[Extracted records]
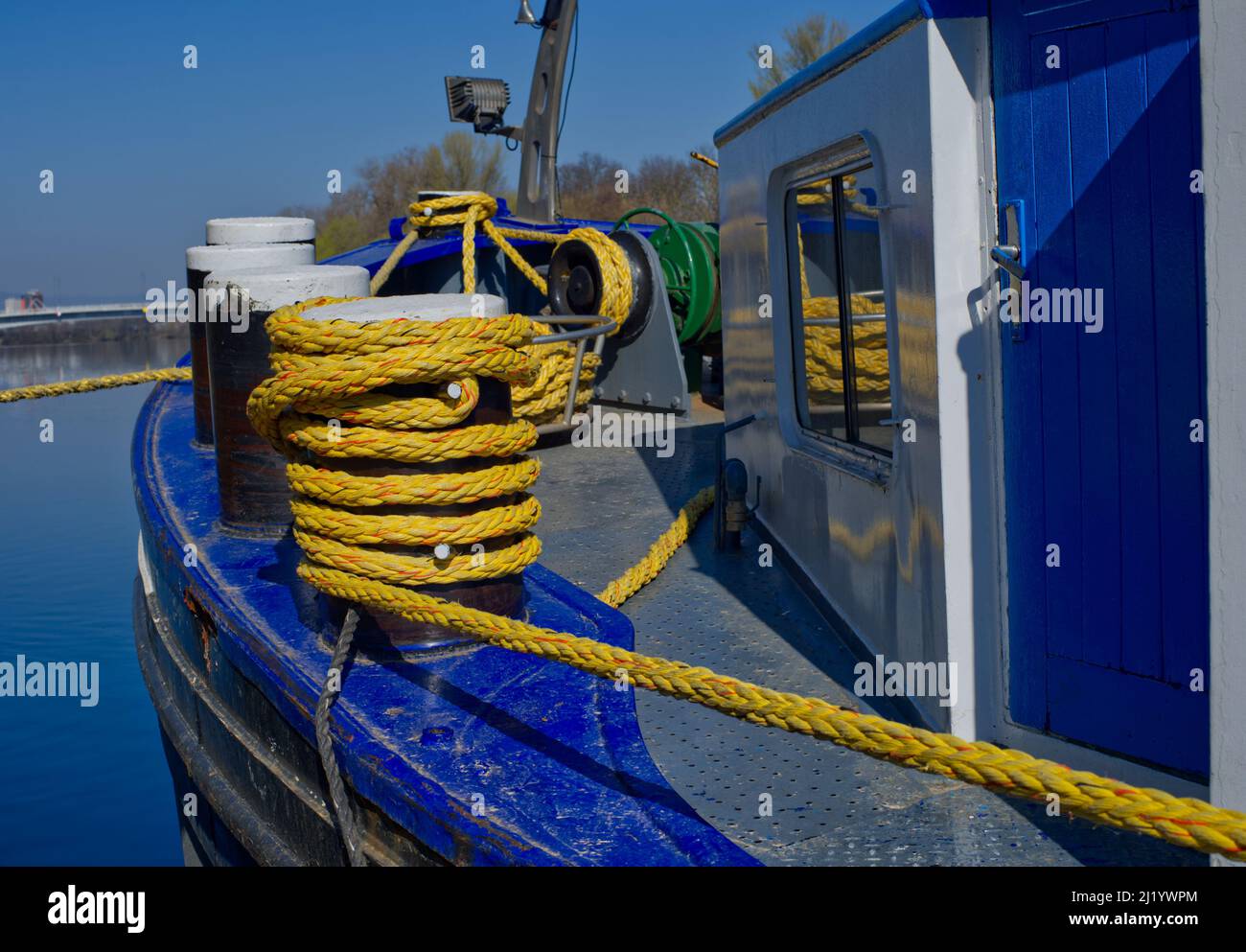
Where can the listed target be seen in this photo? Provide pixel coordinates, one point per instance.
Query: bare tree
(805, 42)
(681, 188)
(361, 213)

Exercise description
Transcribe every entry exactly, leaving out the pictures.

Task output
Where can the listed target be seen in this photo? Provide pixel coordinates, one point per instance.
Query: bare tree
(805, 42)
(681, 188)
(361, 213)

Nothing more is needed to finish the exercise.